- Extract -
[Start of Attachment]

Another far-reaching
claim in the draft report is that the IAEA "has information, known as
the Alleged Studies, that the Ministry of Defence of Iran has conducted
and may still be conducting a comprehensive programme aimed at the
development of a nuclear payload to be delivered using the Shahab 3
missile system."
It does not explain how the "Alleged Studies",
which are documents on work done in 2002 and 2003, could have any
bearing on whether Iran is now conducting work on nuclear weapons.
Using
the same language found in published IAEA reports, the draft suggests
that the Alleged Studies intelligence documents represent credible
evidence. "The information, which has been obtained from multiple
sources, is detailed in content and appears to be generally
consistent," it says.
But that characterisation of the
intelligence first shown to the IAEA by the United States in 2005 has
been contested by sceptics in the agency. A senior IAEA official
familiar with the documents suggested in an interview with IPS last
month that the claim of "multiple sources" may be misleading.
Given
the existence of "intelligence sharing networks", the official said,
"one can't rule it out that one organisation got the intelligence and
shared it with others." That would explain the reference to "multiple
sources consistent over time", he said.
The initial U.S.
account, according to the official, was that the documents came from
the laptop computer of one of the Iranian participants in the alleged
nuclear weapons research programme. Later, however, that account was
"walked back", he said.
"There are holes in the story," said the official.

[End of Attachment]

- What the task asks -
Print the passage on the IAEA draft report word for word, starting at "It does not" and ending at "may be misleading.".

- Records shown -
[Start of Attachment]

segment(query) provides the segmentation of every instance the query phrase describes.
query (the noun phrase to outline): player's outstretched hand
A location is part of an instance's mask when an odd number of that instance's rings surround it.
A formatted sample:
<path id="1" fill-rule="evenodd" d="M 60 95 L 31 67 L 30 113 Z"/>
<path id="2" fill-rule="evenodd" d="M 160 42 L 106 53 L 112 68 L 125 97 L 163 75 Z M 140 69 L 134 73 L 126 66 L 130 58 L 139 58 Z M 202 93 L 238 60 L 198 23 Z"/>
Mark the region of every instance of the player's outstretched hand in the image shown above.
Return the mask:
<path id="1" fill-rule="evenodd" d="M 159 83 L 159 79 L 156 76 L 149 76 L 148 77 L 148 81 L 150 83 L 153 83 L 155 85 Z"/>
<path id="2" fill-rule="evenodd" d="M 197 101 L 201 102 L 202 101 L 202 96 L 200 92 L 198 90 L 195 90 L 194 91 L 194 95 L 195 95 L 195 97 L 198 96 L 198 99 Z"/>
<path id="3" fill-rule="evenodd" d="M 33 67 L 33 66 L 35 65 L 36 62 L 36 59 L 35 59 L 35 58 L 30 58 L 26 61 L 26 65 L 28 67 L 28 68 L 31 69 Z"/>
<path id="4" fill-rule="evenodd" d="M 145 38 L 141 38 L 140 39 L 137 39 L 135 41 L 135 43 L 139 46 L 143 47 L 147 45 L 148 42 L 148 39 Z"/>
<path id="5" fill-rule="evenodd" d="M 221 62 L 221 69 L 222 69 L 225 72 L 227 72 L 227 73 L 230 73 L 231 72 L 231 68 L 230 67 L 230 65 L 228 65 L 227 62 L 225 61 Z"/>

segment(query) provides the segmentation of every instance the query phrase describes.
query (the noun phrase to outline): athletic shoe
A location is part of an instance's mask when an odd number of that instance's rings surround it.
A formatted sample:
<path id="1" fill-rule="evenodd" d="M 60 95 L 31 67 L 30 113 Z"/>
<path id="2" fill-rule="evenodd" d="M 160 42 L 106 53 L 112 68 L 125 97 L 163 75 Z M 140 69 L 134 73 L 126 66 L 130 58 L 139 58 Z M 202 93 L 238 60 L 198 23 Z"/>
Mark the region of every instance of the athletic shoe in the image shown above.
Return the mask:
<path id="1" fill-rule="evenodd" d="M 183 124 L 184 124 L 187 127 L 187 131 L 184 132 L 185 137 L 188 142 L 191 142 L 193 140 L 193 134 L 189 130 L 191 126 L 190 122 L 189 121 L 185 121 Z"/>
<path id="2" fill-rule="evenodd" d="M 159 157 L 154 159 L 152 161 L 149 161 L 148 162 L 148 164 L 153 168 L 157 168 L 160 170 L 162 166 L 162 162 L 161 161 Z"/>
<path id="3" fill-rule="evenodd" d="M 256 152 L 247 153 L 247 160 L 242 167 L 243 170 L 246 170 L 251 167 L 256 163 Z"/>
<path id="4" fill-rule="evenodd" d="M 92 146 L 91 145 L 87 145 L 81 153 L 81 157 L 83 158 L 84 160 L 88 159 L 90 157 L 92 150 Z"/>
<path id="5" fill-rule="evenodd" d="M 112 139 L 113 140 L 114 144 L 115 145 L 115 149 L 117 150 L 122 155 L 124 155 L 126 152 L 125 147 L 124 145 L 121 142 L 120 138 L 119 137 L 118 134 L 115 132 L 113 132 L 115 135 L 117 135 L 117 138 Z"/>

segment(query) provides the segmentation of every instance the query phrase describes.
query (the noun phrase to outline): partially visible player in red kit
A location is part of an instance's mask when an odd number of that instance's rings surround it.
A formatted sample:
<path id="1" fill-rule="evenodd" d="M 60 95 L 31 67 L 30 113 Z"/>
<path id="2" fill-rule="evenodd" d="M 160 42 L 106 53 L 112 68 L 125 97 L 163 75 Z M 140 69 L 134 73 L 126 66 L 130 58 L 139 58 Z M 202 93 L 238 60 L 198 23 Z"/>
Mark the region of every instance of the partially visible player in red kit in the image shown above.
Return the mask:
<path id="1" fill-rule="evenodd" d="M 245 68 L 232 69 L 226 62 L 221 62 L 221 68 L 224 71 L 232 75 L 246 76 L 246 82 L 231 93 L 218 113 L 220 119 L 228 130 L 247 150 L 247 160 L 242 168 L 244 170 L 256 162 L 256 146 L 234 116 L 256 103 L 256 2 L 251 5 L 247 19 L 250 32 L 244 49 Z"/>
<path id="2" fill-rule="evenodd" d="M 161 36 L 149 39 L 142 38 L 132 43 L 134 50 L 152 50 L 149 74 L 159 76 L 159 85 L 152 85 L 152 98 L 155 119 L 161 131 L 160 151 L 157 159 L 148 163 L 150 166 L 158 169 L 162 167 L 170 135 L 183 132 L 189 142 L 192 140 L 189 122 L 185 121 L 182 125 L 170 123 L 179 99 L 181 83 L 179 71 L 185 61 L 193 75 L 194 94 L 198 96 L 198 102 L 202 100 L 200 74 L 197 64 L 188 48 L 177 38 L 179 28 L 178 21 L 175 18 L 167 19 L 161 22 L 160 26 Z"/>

[End of Attachment]

- Solution below -
It does not explain how the "Alleged Studies",
which are documents on work done in 2002 and 2003, could have any
bearing on whether Iran is now conducting work on nuclear weapons.
Using
the same language found in published IAEA reports, the draft suggests
that the Alleged Studies intelligence documents represent credible
evidence. "The information, which has been obtained from multiple
sources, is detailed in content and appears to be generally
consistent," it says.
But that characterisation of the
intelligence first shown to the IAEA by the United States in 2005 has
been contested by sceptics in the agency. A senior IAEA official
familiar with the documents suggested in an interview with IPS last
month that the claim of "multiple sources" may be misleading.